START Given records
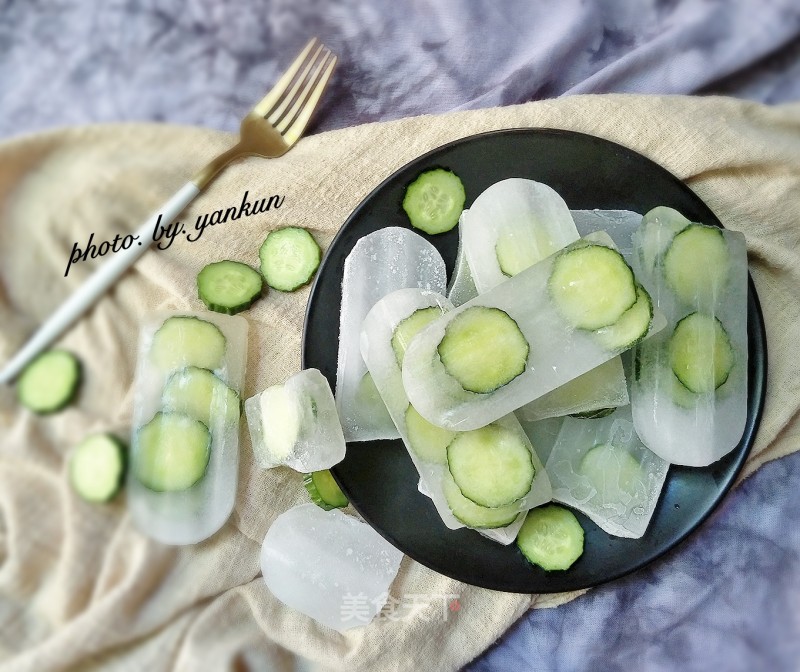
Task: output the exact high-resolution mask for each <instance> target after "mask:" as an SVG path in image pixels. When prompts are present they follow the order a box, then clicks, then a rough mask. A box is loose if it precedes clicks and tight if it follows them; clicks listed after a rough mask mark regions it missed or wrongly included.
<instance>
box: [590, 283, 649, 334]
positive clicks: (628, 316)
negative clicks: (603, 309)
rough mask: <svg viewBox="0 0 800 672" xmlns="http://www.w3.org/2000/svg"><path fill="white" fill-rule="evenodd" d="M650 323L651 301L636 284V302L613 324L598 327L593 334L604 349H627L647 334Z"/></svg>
mask: <svg viewBox="0 0 800 672" xmlns="http://www.w3.org/2000/svg"><path fill="white" fill-rule="evenodd" d="M652 323H653V301H652V300H651V299H650V295H649V294H648V293H647V290H646V289H645V288H644V287H642V286H641V285H639V284H637V285H636V303H634V304H633V305H632V306H631V307H630V308H628V310H626V311H625V312H624V313H622V317H620V318H619V319H618V320H617V321H616V322H615V323H614V324H612V325H609V326H608V327H603V328H602V329H598V330H597V331H596V332H595V334H596V335H597V340H598V341H599V342H600V345H602V346H603V348H605V349H606V350H627V349H629V348H632V347H633V346H634V345H636V344H637V343H638V342H639V341H641V340H642V339H643V338H644V337H645V336H647V332H648V331H649V330H650V325H651V324H652Z"/></svg>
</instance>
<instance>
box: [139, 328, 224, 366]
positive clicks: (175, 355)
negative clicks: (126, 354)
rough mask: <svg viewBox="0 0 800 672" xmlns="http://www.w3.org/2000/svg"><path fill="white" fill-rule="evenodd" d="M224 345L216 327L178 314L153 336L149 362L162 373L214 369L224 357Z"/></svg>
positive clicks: (220, 331) (218, 330) (220, 335)
mask: <svg viewBox="0 0 800 672" xmlns="http://www.w3.org/2000/svg"><path fill="white" fill-rule="evenodd" d="M226 345H227V342H226V340H225V336H223V335H222V332H221V331H220V330H219V327H218V326H217V325H216V324H212V323H211V322H207V321H206V320H201V319H200V318H199V317H192V316H188V315H186V316H184V315H179V316H175V317H170V318H168V319H166V320H165V321H164V324H162V325H161V326H160V327H159V328H158V331H156V333H155V334H154V335H153V342H152V343H151V345H150V354H149V356H150V361H151V362H152V363H153V364H155V365H156V366H157V367H158V368H159V369H161V370H162V371H164V372H169V371H173V370H175V369H183V368H185V367H187V366H196V367H198V368H200V369H216V368H217V367H219V366H220V365H221V364H222V360H223V358H224V357H225V347H226Z"/></svg>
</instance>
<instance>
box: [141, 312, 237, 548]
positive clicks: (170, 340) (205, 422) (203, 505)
mask: <svg viewBox="0 0 800 672" xmlns="http://www.w3.org/2000/svg"><path fill="white" fill-rule="evenodd" d="M246 357H247V321H246V320H244V319H243V318H241V317H231V316H228V315H221V314H219V313H212V312H207V313H206V312H203V313H189V312H180V313H157V314H155V315H153V316H152V317H151V318H149V319H148V320H147V321H146V322H145V324H144V325H143V326H142V329H141V332H140V338H139V357H138V362H137V367H136V380H135V387H134V397H133V398H134V411H133V432H132V438H131V468H130V469H129V471H128V479H127V483H128V486H127V487H128V503H129V506H130V510H131V515H132V516H133V519H134V521H135V522H136V524H137V526H138V527H139V528H140V529H142V530H143V531H144V532H145V533H146V534H148V535H149V536H151V537H153V538H154V539H157V540H159V541H161V542H163V543H166V544H193V543H197V542H199V541H202V540H203V539H206V538H207V537H209V536H211V535H212V534H213V533H214V532H216V531H217V530H218V529H219V528H220V527H222V525H223V524H224V523H225V521H226V520H227V519H228V516H229V515H230V513H231V511H232V510H233V505H234V501H235V498H236V484H237V476H238V469H239V415H240V396H239V394H240V391H241V389H242V383H243V381H244V370H245V363H246Z"/></svg>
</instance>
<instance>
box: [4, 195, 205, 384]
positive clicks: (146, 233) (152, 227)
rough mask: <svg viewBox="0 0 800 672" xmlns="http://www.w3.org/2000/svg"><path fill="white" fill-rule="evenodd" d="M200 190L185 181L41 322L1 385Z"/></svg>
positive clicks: (12, 361) (76, 313)
mask: <svg viewBox="0 0 800 672" xmlns="http://www.w3.org/2000/svg"><path fill="white" fill-rule="evenodd" d="M199 193H200V190H199V189H198V188H197V186H196V185H195V184H194V183H193V182H187V183H186V184H185V185H183V187H181V188H180V189H179V190H178V191H177V192H176V193H175V194H174V195H173V196H172V198H170V199H169V200H168V201H167V202H166V203H165V204H164V205H163V206H161V208H160V209H159V210H158V211H157V212H155V213H154V214H153V215H152V216H151V217H150V219H148V220H147V221H146V222H145V223H144V224H142V226H141V227H139V230H138V231H136V232H135V233H134V234H133V235H134V236H138V241H137V242H135V243H133V245H131V246H130V247H129V248H128V249H127V250H120V251H119V252H116V253H114V252H112V253H111V254H112V255H113V256H112V257H111V258H110V259H109V260H108V261H106V262H105V263H104V264H103V265H102V266H101V267H100V268H98V269H97V270H96V271H95V272H94V273H92V275H90V276H89V277H88V278H87V279H86V281H85V282H84V283H83V284H82V285H81V286H80V287H78V289H77V290H76V291H75V293H73V294H72V295H71V296H70V297H69V298H68V299H67V300H66V301H65V302H64V303H62V304H61V306H60V307H59V308H58V310H56V312H55V313H53V314H52V315H51V316H50V317H49V318H48V319H47V321H45V323H44V324H42V326H41V327H39V329H38V330H37V331H36V332H35V333H34V334H33V336H31V338H30V339H29V340H28V342H27V343H25V345H24V346H23V347H22V349H21V350H20V351H19V352H18V353H17V354H16V355H14V357H12V358H11V360H10V361H9V362H8V363H7V364H6V365H5V367H3V369H2V370H1V371H0V384H4V383H8V382H10V381H11V380H13V379H14V378H15V377H16V376H17V374H19V372H20V371H22V369H23V368H25V366H26V365H27V364H28V363H29V362H30V361H31V360H32V359H33V358H34V357H36V355H38V354H39V353H40V352H42V350H44V349H45V348H46V347H47V346H48V345H50V344H51V343H52V342H53V341H54V340H56V339H57V338H58V337H59V336H60V335H61V334H62V333H63V332H64V331H65V330H66V329H67V327H69V326H70V325H71V324H72V323H73V322H74V321H75V320H76V319H78V317H80V316H81V315H82V314H83V313H84V312H85V311H86V310H87V309H88V308H89V307H91V306H92V305H93V304H94V302H95V301H96V300H97V299H98V298H99V297H100V296H101V295H102V294H103V293H104V292H105V291H106V290H107V289H108V288H109V287H110V286H111V285H112V284H114V282H115V281H116V280H117V279H118V278H119V277H120V276H121V275H122V274H123V273H124V272H125V271H126V270H128V269H129V268H130V267H131V266H132V265H133V264H134V263H135V262H136V260H137V259H138V258H139V257H141V256H142V255H143V254H144V253H145V251H146V250H147V248H148V247H150V245H151V244H152V242H153V230H154V228H155V226H156V223H157V222H158V218H159V216H160V217H161V222H160V226H163V227H166V226H167V225H168V224H171V223H172V222H173V221H174V220H175V218H176V217H177V216H178V215H179V214H180V213H181V211H182V210H183V209H184V208H185V207H186V206H187V205H189V203H191V202H192V201H193V200H194V199H195V198H196V197H197V194H199Z"/></svg>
END Given records
Activity
Please repeat all of the entries above word for word, but drop any pictures.

Written response
Task: output the exact high-resolution mask for each <instance> target after "mask:" as an SVG path in image pixels. When prompts are present they follow the order a box, then clicks, then a rough mask. A box is loose if it precedes clicks and tight if it follows them; clicks listed after a rough mask mark regions it missed or wrongly included.
<instance>
box: [590, 283, 649, 334]
positive clicks: (628, 316)
negative clicks: (603, 309)
rough mask: <svg viewBox="0 0 800 672" xmlns="http://www.w3.org/2000/svg"><path fill="white" fill-rule="evenodd" d="M650 323L651 301L636 284V302L613 324L598 327L593 334L604 349H627L647 334Z"/></svg>
mask: <svg viewBox="0 0 800 672" xmlns="http://www.w3.org/2000/svg"><path fill="white" fill-rule="evenodd" d="M652 323H653V301H652V300H651V299H650V295H649V294H648V293H647V290H646V289H645V288H644V287H642V286H641V285H639V284H637V285H636V303H634V304H633V305H632V306H631V307H630V308H628V310H626V311H625V312H624V313H622V317H620V318H619V319H618V320H617V321H616V322H615V323H614V324H612V325H609V326H608V327H603V328H602V329H598V330H597V331H596V332H595V334H596V335H597V340H598V341H599V342H600V345H602V346H603V348H605V349H606V350H627V349H629V348H632V347H633V346H634V345H636V344H637V343H638V342H639V341H641V340H642V339H643V338H644V337H645V336H647V332H648V331H649V330H650V325H651V324H652Z"/></svg>
</instance>
<instance>
box: [139, 328, 224, 366]
positive clicks: (175, 355)
negative clicks: (126, 354)
rough mask: <svg viewBox="0 0 800 672" xmlns="http://www.w3.org/2000/svg"><path fill="white" fill-rule="evenodd" d="M224 345L216 327L178 314L153 336L149 362L162 373L214 369L224 357Z"/></svg>
positive clicks: (220, 331) (218, 330) (220, 335)
mask: <svg viewBox="0 0 800 672" xmlns="http://www.w3.org/2000/svg"><path fill="white" fill-rule="evenodd" d="M226 345H227V342H226V340H225V336H223V335H222V332H221V331H220V330H219V327H218V326H217V325H216V324H212V323H211V322H207V321H206V320H201V319H200V318H199V317H192V316H188V315H186V316H184V315H179V316H175V317H170V318H168V319H166V320H165V321H164V324H162V325H161V326H160V327H159V328H158V331H156V333H155V334H154V335H153V342H152V343H151V345H150V354H149V356H150V361H151V362H152V363H153V364H155V365H156V366H157V367H158V368H159V369H161V370H162V371H164V372H169V371H173V370H175V369H183V368H185V367H187V366H196V367H198V368H200V369H216V368H217V367H219V366H220V365H221V364H222V360H223V358H224V357H225V347H226Z"/></svg>
</instance>
<instance>
box: [141, 312, 237, 548]
positive clicks: (170, 340) (205, 422) (203, 505)
mask: <svg viewBox="0 0 800 672" xmlns="http://www.w3.org/2000/svg"><path fill="white" fill-rule="evenodd" d="M246 357H247V321H246V320H244V319H243V318H241V317H231V316H228V315H221V314H219V313H212V312H207V313H206V312H203V313H189V312H180V313H157V314H155V315H153V316H152V317H151V318H149V319H148V320H147V321H146V322H145V324H144V325H143V326H142V329H141V332H140V338H139V357H138V362H137V367H136V380H135V387H134V397H133V398H134V411H133V432H132V438H131V468H130V469H129V471H128V479H127V483H128V486H127V487H128V503H129V506H130V510H131V515H132V516H133V519H134V521H135V522H136V524H137V526H138V527H139V528H140V529H142V530H143V531H144V532H145V533H146V534H148V535H149V536H151V537H153V538H154V539H157V540H159V541H161V542H163V543H166V544H193V543H197V542H199V541H202V540H203V539H206V538H207V537H209V536H211V535H212V534H213V533H214V532H216V531H217V530H218V529H219V528H220V527H222V525H223V524H224V523H225V521H226V520H227V519H228V516H229V515H230V513H231V511H232V510H233V505H234V501H235V498H236V484H237V476H238V469H239V415H240V396H239V394H240V391H241V389H242V383H243V381H244V370H245V363H246Z"/></svg>
</instance>
<instance>
box: [4, 195, 205, 384]
positive clicks: (146, 233) (152, 227)
rough mask: <svg viewBox="0 0 800 672" xmlns="http://www.w3.org/2000/svg"><path fill="white" fill-rule="evenodd" d="M200 190L185 181L41 322L1 385Z"/></svg>
positive clicks: (12, 361) (76, 313)
mask: <svg viewBox="0 0 800 672" xmlns="http://www.w3.org/2000/svg"><path fill="white" fill-rule="evenodd" d="M199 193H200V190H199V189H198V188H197V186H196V185H195V184H194V183H193V182H187V183H186V184H185V185H183V187H181V188H180V189H179V190H178V191H177V192H176V193H175V194H174V195H173V196H172V198H170V199H169V200H168V201H167V202H166V203H165V204H164V205H163V206H161V208H160V209H159V210H158V211H157V212H155V213H154V214H153V215H152V216H151V217H150V219H148V220H147V221H146V222H145V223H144V224H142V226H141V227H139V230H138V231H136V232H135V233H134V234H133V235H134V236H138V241H137V242H135V243H133V245H131V246H130V247H129V248H128V249H127V250H120V251H119V252H116V253H114V252H112V253H111V254H112V255H113V256H112V257H111V258H110V259H109V260H108V261H106V262H105V263H104V264H103V265H102V266H101V267H100V268H98V269H97V270H96V271H95V272H94V273H92V275H90V276H89V277H88V278H87V279H86V281H85V282H84V283H83V284H82V285H81V286H80V287H78V289H77V290H76V291H75V293H73V294H72V295H71V296H70V297H69V298H68V299H67V300H66V301H65V302H64V303H62V304H61V306H60V307H59V308H58V310H56V312H55V313H53V314H52V315H51V316H50V317H49V318H48V319H47V321H45V323H44V324H42V326H41V327H39V329H38V330H37V331H36V332H35V333H34V334H33V336H31V338H30V339H29V340H28V342H27V343H25V345H24V346H23V347H22V349H21V350H20V351H19V352H18V353H17V354H16V355H14V357H12V358H11V360H10V361H9V362H8V363H7V364H6V365H5V367H3V369H2V370H1V371H0V384H4V383H8V382H10V381H11V380H13V379H14V378H15V377H16V376H17V374H19V372H20V371H22V369H23V368H25V366H26V365H27V364H28V363H29V362H30V361H31V360H32V359H33V358H34V357H36V355H38V354H39V353H40V352H42V350H44V349H45V348H46V347H47V346H48V345H50V344H51V343H52V342H53V341H54V340H56V339H57V338H58V337H59V336H60V335H61V334H62V333H63V332H64V331H65V330H66V329H67V327H69V326H70V325H71V324H72V323H73V322H74V321H75V320H76V319H78V317H80V316H81V315H82V314H83V313H84V312H85V311H86V310H87V309H88V308H89V307H91V306H92V305H93V304H94V302H95V301H96V300H97V299H98V298H99V297H100V296H101V295H102V294H103V293H104V292H105V291H106V290H107V289H108V288H109V287H110V286H111V285H112V284H114V282H115V281H116V280H117V279H118V278H119V277H120V276H121V275H122V274H123V273H124V272H125V271H126V270H128V269H129V268H130V267H131V266H132V265H133V264H134V263H135V262H136V260H137V259H138V258H139V257H141V256H142V255H143V254H144V253H145V251H146V250H147V248H148V247H150V245H151V244H152V242H153V230H154V228H155V226H156V223H157V222H158V218H159V216H160V217H161V222H160V226H163V227H166V226H167V225H168V224H171V223H172V222H173V221H174V220H175V218H176V217H177V216H178V215H179V214H180V213H181V211H182V210H183V209H184V208H185V207H186V206H187V205H189V203H191V202H192V201H193V200H194V199H195V198H196V197H197V194H199Z"/></svg>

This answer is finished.